§ **WRITTEN PROBLEM**: Word for word, restate every line of the listing that follows.

§ **DATA SUPPLIED**:

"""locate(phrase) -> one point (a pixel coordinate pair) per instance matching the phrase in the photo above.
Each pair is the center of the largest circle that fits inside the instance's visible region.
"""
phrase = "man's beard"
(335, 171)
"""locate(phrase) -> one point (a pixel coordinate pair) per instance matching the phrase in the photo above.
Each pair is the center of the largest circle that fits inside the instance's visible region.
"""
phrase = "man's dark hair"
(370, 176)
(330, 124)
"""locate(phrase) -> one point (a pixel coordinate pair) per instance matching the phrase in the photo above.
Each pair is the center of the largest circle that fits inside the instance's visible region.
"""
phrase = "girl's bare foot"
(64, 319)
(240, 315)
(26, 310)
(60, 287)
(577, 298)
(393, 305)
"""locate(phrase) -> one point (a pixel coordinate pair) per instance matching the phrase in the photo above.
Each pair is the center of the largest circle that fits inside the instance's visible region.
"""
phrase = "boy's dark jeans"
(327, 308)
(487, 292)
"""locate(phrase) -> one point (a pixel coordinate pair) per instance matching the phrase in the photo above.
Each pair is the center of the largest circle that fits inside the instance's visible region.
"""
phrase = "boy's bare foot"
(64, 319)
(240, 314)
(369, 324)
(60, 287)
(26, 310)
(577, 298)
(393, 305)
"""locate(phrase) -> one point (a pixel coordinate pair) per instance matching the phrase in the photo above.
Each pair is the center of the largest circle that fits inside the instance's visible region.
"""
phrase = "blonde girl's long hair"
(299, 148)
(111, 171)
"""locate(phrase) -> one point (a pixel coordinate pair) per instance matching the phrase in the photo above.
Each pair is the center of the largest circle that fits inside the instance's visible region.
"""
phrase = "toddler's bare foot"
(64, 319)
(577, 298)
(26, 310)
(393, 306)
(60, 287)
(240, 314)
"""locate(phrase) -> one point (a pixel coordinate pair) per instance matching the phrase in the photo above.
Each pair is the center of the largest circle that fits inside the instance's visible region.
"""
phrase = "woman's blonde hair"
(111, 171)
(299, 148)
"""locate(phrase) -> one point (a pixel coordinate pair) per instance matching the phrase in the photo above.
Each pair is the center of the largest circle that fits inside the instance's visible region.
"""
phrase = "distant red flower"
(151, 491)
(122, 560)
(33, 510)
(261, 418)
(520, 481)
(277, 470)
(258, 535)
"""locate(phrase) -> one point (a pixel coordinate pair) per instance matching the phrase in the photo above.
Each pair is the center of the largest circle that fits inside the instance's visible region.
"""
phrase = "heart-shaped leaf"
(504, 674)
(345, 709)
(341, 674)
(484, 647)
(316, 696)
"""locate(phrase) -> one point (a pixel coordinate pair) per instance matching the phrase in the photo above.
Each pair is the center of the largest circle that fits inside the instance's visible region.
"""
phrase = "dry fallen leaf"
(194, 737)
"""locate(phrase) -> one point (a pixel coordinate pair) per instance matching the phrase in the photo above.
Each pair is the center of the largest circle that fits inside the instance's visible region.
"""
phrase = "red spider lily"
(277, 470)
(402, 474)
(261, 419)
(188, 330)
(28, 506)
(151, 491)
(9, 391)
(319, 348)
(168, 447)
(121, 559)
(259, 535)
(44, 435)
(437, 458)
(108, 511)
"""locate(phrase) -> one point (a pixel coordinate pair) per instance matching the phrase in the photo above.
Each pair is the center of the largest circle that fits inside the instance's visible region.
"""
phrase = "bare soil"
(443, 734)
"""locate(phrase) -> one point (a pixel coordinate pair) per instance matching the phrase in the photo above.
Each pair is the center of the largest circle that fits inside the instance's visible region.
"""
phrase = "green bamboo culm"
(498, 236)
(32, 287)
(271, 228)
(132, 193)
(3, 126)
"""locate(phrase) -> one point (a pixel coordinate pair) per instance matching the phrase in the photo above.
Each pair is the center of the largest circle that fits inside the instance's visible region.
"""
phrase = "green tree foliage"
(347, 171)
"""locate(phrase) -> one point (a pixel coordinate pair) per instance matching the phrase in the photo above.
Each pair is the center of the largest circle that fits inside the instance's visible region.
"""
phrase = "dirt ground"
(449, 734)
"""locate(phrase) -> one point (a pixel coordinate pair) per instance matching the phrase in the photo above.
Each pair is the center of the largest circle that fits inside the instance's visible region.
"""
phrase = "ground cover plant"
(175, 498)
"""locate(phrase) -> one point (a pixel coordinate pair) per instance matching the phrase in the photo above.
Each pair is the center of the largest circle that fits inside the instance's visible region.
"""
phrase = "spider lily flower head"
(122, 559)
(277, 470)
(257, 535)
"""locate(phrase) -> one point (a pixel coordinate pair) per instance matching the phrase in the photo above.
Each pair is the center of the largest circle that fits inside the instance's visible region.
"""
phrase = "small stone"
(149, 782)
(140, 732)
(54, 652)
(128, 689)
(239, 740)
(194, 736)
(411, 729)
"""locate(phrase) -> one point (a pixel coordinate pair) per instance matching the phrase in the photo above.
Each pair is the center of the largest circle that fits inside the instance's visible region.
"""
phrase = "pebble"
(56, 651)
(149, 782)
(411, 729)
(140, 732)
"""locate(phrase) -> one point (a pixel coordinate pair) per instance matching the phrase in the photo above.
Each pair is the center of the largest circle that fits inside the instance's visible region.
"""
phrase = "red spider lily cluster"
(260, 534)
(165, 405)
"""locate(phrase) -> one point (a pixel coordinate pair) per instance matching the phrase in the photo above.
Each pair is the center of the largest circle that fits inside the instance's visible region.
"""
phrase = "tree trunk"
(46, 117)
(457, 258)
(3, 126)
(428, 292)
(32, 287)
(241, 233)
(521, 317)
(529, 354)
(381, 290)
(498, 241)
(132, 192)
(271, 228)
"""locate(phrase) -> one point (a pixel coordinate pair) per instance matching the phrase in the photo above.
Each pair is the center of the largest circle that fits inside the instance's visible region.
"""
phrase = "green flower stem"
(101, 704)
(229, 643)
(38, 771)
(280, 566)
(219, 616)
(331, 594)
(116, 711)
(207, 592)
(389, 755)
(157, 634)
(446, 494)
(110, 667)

§ **RESULT FOR THIS TASK**:
"""locate(phrase) -> one point (a pixel coordinate pair) per instance matching the phrase in the photo above.
Each pair is the center of the largest circle that fits inside the instance's visible region.
"""
phrase = "man's beard"
(335, 171)
"""locate(phrase) -> one point (a pixel coordinate pair) per instance matching the phrase in the photo above.
Each pair is the center of the largest circle that fits inside the instance's visible region.
"""
phrase = "man's dark hair"
(370, 176)
(330, 124)
"""locate(phrase) -> one point (a pixel coordinate pair) per instance matching the phrase in the photo above.
Each pair is the center of the largest circle that fits inside the instance's visible region.
"""
phrase = "girl's bare foot"
(64, 319)
(240, 315)
(26, 310)
(60, 287)
(577, 298)
(393, 305)
"""locate(phrase) -> one point (a pixel coordinate pair) per instance matching the phrase in the photo above.
Each pair is the center of the largest circle that fits inside the instance's visible region.
"""
phrase = "boy's dark jeans"
(327, 308)
(487, 292)
"""locate(phrase) -> one point (a pixel coordinate pair) per instance matching the phrase in the photo above.
Each pair is the center of the largest circle that fits inside the instance's visible region.
"""
phrase = "boy's bare foot"
(64, 319)
(240, 314)
(369, 324)
(60, 287)
(26, 310)
(577, 298)
(393, 305)
"""locate(phrase) -> one point (a pixel coordinate pair) per instance matching the phrase in the photo above.
Each pair is the center of the largest circle that fits inside the instance's visible region.
"""
phrase = "blonde girl's long hair"
(299, 148)
(111, 171)
"""locate(phrase) -> one point (a pixel coordinate pair) per instance matching the phrase in the photo above.
Each pair is the center of the largest circle that fits inside the instance's visible region.
"""
phrase = "toddler's bare foot"
(64, 319)
(577, 298)
(26, 310)
(393, 306)
(60, 287)
(240, 314)
"""locate(phrase) -> one point (a pixel coordinate pair) per instance matching the phrase in the photo above.
Each pair is the center of the largest circle that fits inside the instance's visible region.
"""
phrase = "woman's blonde hair"
(111, 171)
(299, 148)
"""locate(phrase) -> one point (a pixel coordinate pair) per instance matching the phrase in the photo above.
Each pair is the center of the largest circle that fits inside the instance's visible region.
"""
phrase = "distant red flower"
(151, 491)
(122, 560)
(33, 510)
(261, 418)
(520, 481)
(277, 470)
(258, 535)
"""locate(phrase) -> one point (a pixel coordinate pair) per instance matching the phrase in the photo above.
Each pair is the center of the largest circle that fits inside the instance's visible region.
"""
phrase = "heart-shaped leaf"
(504, 674)
(345, 709)
(341, 674)
(484, 647)
(316, 696)
"""locate(phrase) -> one point (a pixel coordinate pair) per instance matching the phrase in the photo above.
Each pair is the center of the largest circle that fits inside the instance's visible region.
"""
phrase = "dry fallen leaf"
(194, 737)
"""locate(phrase) -> one point (a pixel coordinate pair) per instance matching the phrase in the photo above.
Each pair is the center of the largest circle that fits inside the instance's visible region.
"""
phrase = "red spider lily"
(277, 470)
(402, 474)
(261, 419)
(188, 330)
(28, 506)
(151, 491)
(9, 391)
(319, 348)
(168, 447)
(121, 559)
(259, 535)
(44, 435)
(437, 458)
(108, 511)
"""locate(phrase) -> one point (a pixel coordinate pair) per instance matching the phrase in the photo above.
Each pair is the center of the largest circle that fits inside the instance's visible region.
"""
phrase = "bare soil"
(443, 734)
"""locate(phrase) -> one point (a pixel coordinate pair) per instance matching the phrase in the photo above.
Each pair is the center of the largest circle that fits inside the instance's visible region.
"""
phrase = "green bamboo culm"
(498, 236)
(32, 287)
(271, 228)
(132, 193)
(3, 126)
"""locate(phrase) -> one point (a pixel coordinate pair) per instance matching the phrase in the photo above.
Each pair is the center of the largest circle that fits inside the instance's visible region.
"""
phrase = "green tree foliage"
(347, 171)
"""locate(phrase) -> one point (a pixel coordinate pair) per instance matching the phrase in the photo above.
Each pair is the center of the largest circle that fits inside the instance's visible region.
"""
phrase = "dirt ground"
(449, 734)
"""locate(phrase) -> one point (a pixel coordinate pair) per instance matching the phrase in the photo above.
Each pair is the center of the largest circle that fits inside the instance's visible region.
"""
phrase = "ground cover plant"
(175, 498)
"""locate(phrase) -> one point (a pixel coordinate pair) per instance matching the phrase in the photo above.
Each pair is the center of the largest circle that fits inside the instance's visible region.
"""
phrase = "spider lily flower head"
(122, 559)
(277, 470)
(257, 535)
"""locate(phrase) -> one point (a pixel coordinate pair) per instance matching the phrase in the photo above.
Each pair is the center of the largest circle that fits inside the instance's visible region.
"""
phrase = "small stone"
(149, 782)
(140, 732)
(54, 652)
(128, 689)
(239, 740)
(194, 736)
(411, 729)
"""locate(phrase) -> one point (a pixel coordinate pair) per instance matching the phrase in the photo above.
Each pair is the center of the largest circle that fits inside the instance's visible region.
"""
phrase = "pebble"
(56, 651)
(149, 782)
(411, 729)
(140, 732)
"""locate(phrase) -> one point (a pixel coordinate pair) per instance matching the phrase in the photo above.
Each pair is the center of the largest circle that fits inside the instance's visible region.
"""
phrase = "red spider lily cluster"
(260, 534)
(165, 405)
"""locate(phrase) -> one point (a pixel coordinate pair) per instance matching the phrase in the photo above.
Each pair is the center of the largest circle that fits inside the instance's visible region.
"""
phrase = "tree trunk"
(46, 117)
(457, 258)
(3, 126)
(428, 292)
(32, 287)
(241, 233)
(521, 317)
(529, 354)
(381, 290)
(498, 241)
(132, 192)
(271, 228)
"""locate(phrase) -> one point (a pixel coordinate pair) per instance matching the phrase in the photo above.
Each pair is the center of the largest circle that fits inside the instance's visible region.
"""
phrase = "green flower stem"
(101, 704)
(229, 643)
(38, 771)
(280, 566)
(219, 616)
(331, 594)
(116, 711)
(207, 592)
(389, 755)
(157, 634)
(446, 494)
(110, 667)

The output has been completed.